■ WORK TO DO ■
List every line in the data below that contains the word "background" and copy each of those lines in full.

■ Pointing dataset excerpts ■
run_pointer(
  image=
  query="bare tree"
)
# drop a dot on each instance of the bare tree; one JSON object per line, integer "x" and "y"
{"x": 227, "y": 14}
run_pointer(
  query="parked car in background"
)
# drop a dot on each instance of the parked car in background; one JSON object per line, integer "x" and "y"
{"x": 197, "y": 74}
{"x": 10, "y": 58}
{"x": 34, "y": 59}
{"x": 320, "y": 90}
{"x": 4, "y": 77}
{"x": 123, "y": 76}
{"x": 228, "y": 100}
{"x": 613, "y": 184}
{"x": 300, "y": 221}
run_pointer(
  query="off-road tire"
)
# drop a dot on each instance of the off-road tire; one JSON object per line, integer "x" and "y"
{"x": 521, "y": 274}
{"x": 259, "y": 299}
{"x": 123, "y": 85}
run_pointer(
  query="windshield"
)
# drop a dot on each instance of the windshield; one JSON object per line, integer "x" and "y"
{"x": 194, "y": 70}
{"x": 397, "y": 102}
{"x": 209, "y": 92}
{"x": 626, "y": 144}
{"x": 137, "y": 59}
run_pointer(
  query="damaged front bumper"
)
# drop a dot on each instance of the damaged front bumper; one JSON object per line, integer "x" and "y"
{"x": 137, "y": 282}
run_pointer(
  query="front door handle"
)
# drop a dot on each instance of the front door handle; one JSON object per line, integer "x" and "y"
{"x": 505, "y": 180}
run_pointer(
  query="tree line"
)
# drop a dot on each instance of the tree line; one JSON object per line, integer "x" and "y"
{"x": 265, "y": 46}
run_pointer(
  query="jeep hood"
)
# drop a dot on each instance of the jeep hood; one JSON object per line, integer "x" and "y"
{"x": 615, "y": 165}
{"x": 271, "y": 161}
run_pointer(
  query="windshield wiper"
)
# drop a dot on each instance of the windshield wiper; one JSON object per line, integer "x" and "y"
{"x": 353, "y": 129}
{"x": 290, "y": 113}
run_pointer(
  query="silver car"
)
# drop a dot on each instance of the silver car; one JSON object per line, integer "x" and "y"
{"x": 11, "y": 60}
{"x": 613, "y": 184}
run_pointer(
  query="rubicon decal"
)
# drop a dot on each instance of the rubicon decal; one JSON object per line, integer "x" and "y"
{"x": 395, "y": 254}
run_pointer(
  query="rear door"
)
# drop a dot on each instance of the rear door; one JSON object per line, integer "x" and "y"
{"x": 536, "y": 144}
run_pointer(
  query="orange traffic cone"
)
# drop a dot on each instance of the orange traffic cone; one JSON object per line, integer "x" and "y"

■ TASK RESULT ■
  query="parked car in background"
# drop a dot on each instance of the parked car in background; one JSON object per line, integer "x" and "y"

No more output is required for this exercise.